__LAS TAREAS__.
A – ¿Concuerdan con el fragmento «Nuestros jardines secretos» estas afirmaciones? Contesta sí o no a cada una y cita literalmente las palabras del fragmento que lo deciden: (i) los amorosos escuchan la tormenta y se abrazan; (ii) el amor está libre de fragilidades; (iii) la piel verdadera está hecha de palabras.
B – ¿Puedes continuar el fragmento «Nuestros jardines secretos» a partir de su última oración?

__FRAGMENTO SELECCIONADO__.
++++

10/11/2014

Nuestros jardines secretos


“¿Cuál es ese imán que me jala hacia ti, como si te reconociera?”.

lasillarota.com 

Los “amorosos” se encierran en su isla. La piel contra la piel. Los “amorosos”, escuchan la tormenta y se abrazan como si cruzaran el mar en una barca fragilísima, (porque el amor está lleno de fragilidades) e invencible (porque el amor está lleno de fuerza). No sólo estalla el cielo, en tantas noches de tormenta. ¿Cómo se llega al amor? ¿Cómo se llega al deseo? La piel, la verdadera, la profunda está hecha de palabras. Creo.

++++

__DATOS PROPORCIONADOS__.
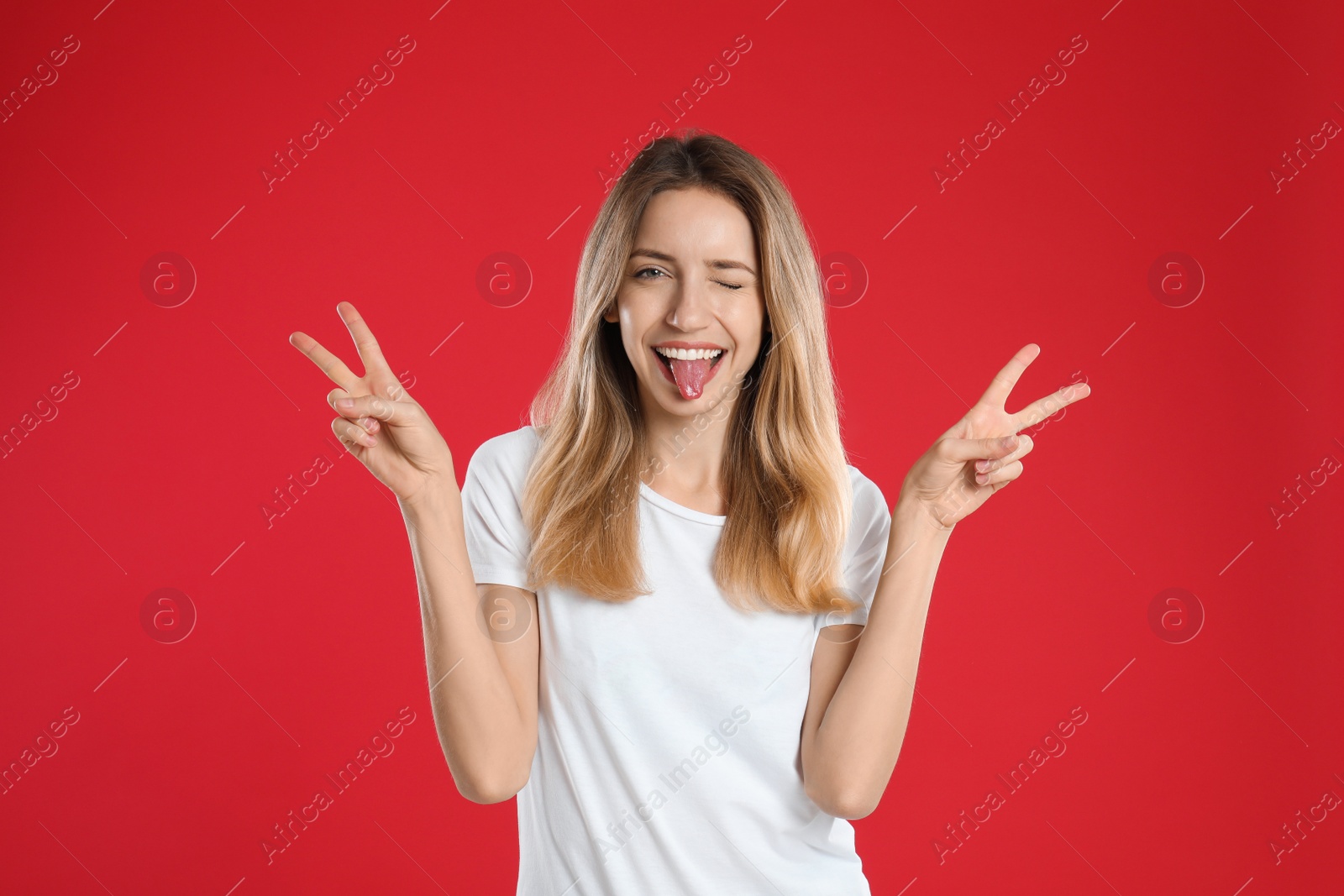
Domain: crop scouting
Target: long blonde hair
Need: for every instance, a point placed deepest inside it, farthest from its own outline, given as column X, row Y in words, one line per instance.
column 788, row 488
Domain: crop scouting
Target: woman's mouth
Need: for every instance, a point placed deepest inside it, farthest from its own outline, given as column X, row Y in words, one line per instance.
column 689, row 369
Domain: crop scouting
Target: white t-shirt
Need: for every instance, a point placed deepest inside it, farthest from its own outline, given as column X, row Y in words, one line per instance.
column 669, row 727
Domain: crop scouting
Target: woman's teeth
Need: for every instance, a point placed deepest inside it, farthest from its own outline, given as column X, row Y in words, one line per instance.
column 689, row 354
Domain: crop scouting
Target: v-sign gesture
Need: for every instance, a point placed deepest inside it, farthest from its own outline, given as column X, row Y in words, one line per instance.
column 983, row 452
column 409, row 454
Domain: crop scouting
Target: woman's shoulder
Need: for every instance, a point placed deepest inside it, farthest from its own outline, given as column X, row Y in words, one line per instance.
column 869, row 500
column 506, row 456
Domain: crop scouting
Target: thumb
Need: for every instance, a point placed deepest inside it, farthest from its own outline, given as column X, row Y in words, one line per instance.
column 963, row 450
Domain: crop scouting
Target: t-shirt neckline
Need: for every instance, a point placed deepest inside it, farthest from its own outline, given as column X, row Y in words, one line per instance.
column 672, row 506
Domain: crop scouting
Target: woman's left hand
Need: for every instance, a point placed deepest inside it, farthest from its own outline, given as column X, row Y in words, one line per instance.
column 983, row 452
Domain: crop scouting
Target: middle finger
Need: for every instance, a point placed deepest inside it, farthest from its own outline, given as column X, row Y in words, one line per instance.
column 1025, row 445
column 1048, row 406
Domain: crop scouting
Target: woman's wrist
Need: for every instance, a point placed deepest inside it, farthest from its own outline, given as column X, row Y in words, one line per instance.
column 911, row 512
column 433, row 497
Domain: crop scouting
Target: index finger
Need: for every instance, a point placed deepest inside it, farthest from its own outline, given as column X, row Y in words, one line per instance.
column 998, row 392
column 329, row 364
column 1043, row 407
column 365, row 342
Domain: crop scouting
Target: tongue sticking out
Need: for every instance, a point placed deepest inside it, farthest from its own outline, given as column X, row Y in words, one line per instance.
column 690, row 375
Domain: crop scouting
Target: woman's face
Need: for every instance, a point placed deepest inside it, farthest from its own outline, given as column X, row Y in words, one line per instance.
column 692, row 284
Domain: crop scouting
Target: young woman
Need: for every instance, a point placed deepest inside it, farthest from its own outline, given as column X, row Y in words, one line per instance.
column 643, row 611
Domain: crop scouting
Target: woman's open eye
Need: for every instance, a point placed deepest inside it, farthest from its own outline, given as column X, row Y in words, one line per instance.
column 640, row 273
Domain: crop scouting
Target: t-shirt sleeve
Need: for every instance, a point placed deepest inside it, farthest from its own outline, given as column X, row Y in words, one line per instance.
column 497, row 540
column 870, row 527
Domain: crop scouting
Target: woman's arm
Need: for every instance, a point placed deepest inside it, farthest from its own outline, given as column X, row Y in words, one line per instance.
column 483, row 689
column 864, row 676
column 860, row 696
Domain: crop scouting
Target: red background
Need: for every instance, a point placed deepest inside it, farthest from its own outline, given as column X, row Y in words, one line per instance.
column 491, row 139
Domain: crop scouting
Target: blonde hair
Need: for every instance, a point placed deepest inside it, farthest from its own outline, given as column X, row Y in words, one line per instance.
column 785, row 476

++++

__RESPUESTAS__.
A –
(i) Sí: «escuchan la tormenta y se abrazan».
(ii) No: «porque el amor está lleno de fragilidades».
(iii) Sí: «La piel, la verdadera, la profunda está hecha de palabras».

B –
Imaginarios, ternuras, evocaciones, sutilezas. Palabras que nombran la singularidad de cada elección. La confianza. Ese momento en que una escucha a la otra persona, y sabe que quisiera beberse sus palabras. Es más, se las está bebiendo. Sabe que intenta adentrarse en su historia como si explorara una selva extraordinaria, con una lamparita en la mano. Me la imagino, esa selva inquietante, hipnótica, sensual, como una pintura del aduanero Rousseau.
Rousseau.
“¿Quién eres? ¿Quién has sido?  ¿Qué anhelas tú a solas frente a ti mismo? ¿Qué anhelas conmigo?” Y todos los viceversas, por supuesto.  “¿Cuál es ese imán que me jala hacia ti, como si te reconociera?” Y al mismo tiempo, qué peligroso sería imaginar que “te reconozco”, si ese punto de partida tan verdadero, me impide ir a buscarte. Cada vez, ir a buscarte. Porque a estas alturas ya sé, que por momentos, puede que corras a ocultarte detrás de las piedras de la isla, para que yo no te vea. Y ya sé, a qué punto puedo convertirme en una tortuga que esconde la cabeza y sólo ofrece su caparazón. Silenciosa, asustada, egoísta.  Eso somos, también, eso somos. Nuestra felicidad de amar, y nuestro pánico de amar. “Permíteme acercarme a ti. Dime de ti”.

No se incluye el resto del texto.